Tell how many lines of the material below hold "aircraft". The reply is that number alone.

━━ Source data ━━

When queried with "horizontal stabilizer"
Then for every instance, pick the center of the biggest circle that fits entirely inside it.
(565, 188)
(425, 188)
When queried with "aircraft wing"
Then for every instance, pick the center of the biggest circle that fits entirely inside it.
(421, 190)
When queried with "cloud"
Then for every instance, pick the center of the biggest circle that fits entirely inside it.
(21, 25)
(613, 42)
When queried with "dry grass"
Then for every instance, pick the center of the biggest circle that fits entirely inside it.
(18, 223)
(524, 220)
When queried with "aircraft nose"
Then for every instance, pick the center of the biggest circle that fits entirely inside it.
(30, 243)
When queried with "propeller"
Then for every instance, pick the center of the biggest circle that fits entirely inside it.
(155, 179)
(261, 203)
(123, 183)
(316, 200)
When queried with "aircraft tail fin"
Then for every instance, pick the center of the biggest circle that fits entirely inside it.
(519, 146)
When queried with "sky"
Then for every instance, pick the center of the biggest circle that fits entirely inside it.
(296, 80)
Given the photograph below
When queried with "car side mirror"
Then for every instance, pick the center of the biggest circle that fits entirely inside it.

━━━
━━ Source data ━━

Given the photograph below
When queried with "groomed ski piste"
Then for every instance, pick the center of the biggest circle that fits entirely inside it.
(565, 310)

━━━
━━ Source data ━━

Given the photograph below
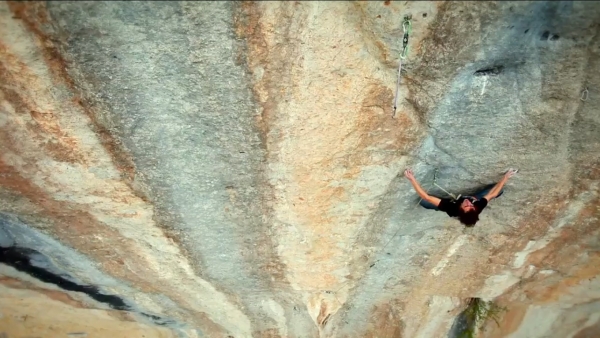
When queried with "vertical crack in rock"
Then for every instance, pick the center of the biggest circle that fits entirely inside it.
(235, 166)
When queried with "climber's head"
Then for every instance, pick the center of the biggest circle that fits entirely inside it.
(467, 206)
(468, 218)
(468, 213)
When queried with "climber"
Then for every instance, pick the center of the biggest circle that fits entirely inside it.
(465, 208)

━━━

#### Output for this task:
3